REQUEST:
Repeat verbatim the lines of the data below, beginning with the line containing "Each matching instance of the green grass" and continuing to the end.

[Start of EXTRACTED ENTRIES]

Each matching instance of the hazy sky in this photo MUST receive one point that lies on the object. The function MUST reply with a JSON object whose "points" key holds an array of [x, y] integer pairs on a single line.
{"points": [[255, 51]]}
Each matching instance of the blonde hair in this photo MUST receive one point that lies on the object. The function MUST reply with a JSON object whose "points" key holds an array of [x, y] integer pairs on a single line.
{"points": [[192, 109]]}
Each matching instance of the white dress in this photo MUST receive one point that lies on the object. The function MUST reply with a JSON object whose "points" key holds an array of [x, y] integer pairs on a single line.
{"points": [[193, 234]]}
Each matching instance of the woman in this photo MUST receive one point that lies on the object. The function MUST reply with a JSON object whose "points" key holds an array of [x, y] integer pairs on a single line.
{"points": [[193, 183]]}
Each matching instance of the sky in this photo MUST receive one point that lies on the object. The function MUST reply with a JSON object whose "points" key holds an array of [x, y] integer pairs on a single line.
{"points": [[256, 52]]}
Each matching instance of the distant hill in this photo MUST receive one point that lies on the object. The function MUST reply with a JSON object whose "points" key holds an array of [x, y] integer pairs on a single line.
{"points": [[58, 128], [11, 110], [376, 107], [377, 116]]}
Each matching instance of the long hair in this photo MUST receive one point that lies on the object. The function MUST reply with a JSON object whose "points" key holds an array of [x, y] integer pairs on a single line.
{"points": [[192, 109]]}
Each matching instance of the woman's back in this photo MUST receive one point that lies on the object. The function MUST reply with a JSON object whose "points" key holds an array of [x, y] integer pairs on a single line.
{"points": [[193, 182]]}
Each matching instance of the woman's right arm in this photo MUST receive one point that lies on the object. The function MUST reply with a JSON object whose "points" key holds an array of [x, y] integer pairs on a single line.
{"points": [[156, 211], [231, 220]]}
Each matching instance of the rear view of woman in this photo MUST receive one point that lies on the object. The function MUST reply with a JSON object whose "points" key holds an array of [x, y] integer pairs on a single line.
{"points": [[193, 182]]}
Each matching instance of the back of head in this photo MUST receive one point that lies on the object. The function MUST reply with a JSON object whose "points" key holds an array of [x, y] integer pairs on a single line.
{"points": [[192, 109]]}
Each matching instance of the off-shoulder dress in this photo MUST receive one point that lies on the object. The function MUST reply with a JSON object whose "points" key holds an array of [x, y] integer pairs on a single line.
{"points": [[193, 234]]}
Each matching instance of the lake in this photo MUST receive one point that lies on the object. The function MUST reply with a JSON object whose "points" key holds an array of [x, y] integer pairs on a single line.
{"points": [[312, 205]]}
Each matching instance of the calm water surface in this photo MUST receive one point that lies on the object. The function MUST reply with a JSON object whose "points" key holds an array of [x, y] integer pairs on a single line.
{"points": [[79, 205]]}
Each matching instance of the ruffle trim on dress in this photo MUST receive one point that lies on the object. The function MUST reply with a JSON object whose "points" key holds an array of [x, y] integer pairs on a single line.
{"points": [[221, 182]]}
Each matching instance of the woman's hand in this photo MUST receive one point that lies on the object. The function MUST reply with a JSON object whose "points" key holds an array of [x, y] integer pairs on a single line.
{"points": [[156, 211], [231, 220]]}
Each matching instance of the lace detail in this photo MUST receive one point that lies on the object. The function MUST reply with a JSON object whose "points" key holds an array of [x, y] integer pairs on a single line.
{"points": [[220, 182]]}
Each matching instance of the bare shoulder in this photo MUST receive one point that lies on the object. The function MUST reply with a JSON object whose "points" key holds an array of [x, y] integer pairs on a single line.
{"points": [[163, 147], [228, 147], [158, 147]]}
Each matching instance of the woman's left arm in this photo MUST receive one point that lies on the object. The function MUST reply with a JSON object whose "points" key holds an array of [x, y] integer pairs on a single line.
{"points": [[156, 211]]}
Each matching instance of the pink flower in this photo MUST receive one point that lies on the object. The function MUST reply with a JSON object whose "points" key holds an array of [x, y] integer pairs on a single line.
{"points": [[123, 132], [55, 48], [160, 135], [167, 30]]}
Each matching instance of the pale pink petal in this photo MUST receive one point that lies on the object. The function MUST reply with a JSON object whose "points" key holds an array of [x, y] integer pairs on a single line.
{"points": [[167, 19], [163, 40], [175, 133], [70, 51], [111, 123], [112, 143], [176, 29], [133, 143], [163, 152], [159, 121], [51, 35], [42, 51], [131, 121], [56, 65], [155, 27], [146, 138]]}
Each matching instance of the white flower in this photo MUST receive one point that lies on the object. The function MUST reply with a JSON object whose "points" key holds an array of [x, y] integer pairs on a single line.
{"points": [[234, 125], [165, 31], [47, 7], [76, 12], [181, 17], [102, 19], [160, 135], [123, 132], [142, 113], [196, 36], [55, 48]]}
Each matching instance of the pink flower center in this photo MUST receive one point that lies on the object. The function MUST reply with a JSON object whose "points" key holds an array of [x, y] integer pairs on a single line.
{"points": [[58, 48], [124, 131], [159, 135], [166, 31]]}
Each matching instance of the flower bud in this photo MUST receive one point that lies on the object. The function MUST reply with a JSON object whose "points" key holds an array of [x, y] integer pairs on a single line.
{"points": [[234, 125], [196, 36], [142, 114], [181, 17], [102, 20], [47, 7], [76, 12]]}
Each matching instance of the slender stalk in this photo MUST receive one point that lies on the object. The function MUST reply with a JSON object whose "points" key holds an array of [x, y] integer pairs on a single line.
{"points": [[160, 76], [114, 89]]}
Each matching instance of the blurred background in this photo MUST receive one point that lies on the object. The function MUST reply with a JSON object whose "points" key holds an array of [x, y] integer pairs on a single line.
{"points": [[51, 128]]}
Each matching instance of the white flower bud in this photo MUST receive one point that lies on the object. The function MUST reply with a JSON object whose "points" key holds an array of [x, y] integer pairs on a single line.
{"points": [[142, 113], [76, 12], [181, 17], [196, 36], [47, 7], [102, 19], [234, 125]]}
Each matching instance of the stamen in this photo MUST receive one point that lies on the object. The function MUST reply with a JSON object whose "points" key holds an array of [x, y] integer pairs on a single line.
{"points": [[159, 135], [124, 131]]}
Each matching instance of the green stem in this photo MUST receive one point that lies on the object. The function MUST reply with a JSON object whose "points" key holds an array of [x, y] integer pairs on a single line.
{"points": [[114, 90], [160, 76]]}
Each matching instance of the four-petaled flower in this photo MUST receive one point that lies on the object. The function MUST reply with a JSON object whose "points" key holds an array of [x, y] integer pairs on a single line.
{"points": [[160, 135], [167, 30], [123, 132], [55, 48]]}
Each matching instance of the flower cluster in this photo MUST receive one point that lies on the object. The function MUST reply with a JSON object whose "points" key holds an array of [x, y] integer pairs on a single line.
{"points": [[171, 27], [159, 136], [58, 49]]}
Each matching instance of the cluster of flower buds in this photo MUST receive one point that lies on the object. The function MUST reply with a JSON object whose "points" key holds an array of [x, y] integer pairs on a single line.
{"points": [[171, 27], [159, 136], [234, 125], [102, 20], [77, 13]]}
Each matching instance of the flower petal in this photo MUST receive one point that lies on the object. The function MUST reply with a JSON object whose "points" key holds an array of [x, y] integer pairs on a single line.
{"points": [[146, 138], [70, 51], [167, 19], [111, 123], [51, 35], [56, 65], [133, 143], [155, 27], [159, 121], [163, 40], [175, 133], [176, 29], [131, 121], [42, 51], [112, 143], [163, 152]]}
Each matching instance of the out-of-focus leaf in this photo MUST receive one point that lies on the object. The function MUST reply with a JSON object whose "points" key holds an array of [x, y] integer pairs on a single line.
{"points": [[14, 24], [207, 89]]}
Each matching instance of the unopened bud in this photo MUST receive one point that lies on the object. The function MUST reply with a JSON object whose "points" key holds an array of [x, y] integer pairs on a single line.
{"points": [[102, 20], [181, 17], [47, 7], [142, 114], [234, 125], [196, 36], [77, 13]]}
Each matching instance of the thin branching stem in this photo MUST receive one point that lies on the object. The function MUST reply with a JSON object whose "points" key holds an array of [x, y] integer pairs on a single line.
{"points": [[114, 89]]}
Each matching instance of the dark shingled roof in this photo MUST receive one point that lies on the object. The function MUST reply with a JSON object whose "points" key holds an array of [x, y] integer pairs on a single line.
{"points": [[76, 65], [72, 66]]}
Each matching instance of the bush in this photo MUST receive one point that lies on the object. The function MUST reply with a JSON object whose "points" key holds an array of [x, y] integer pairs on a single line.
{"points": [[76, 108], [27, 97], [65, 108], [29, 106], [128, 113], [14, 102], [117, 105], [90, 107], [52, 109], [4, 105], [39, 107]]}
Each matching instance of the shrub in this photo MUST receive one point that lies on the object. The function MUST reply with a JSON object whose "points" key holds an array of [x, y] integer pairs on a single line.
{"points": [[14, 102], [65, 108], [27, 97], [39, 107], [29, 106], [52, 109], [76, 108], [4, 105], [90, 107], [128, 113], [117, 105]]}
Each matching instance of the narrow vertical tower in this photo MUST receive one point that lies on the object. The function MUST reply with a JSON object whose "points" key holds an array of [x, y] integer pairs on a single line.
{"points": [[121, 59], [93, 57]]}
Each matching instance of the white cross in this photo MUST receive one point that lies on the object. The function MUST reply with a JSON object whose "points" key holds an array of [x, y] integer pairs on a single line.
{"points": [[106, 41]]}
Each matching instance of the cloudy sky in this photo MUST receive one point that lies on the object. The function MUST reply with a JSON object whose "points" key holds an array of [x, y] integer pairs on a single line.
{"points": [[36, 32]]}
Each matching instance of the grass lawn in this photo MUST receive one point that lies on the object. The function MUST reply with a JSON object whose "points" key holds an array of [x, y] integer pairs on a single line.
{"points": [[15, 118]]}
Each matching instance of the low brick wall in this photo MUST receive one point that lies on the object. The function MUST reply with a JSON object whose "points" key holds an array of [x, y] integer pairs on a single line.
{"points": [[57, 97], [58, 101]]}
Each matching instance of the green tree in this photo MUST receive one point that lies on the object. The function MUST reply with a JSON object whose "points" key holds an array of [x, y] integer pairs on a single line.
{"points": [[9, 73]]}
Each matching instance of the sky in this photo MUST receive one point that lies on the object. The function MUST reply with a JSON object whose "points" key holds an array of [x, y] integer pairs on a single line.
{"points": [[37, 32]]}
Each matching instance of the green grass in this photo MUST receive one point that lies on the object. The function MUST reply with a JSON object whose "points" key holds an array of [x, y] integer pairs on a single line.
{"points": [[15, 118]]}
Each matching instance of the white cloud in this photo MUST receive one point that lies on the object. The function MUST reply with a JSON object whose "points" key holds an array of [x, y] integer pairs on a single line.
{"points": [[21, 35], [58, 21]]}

[End of EXTRACTED ENTRIES]

EXERCISE ANSWER:
Each matching instance of the green grass in this photo MUST receive one point that lies on the object. The function MUST reply with a JSON object whose "points" key holds an array of [x, y] integer pairs on a single line.
{"points": [[15, 118]]}
Each matching instance of the white cloud in this photo MUST receive one point that lies on the object. The function MUST reply with a JSON object whose "points" key holds an array of [x, y] integer pairs on a single line.
{"points": [[21, 35], [58, 21]]}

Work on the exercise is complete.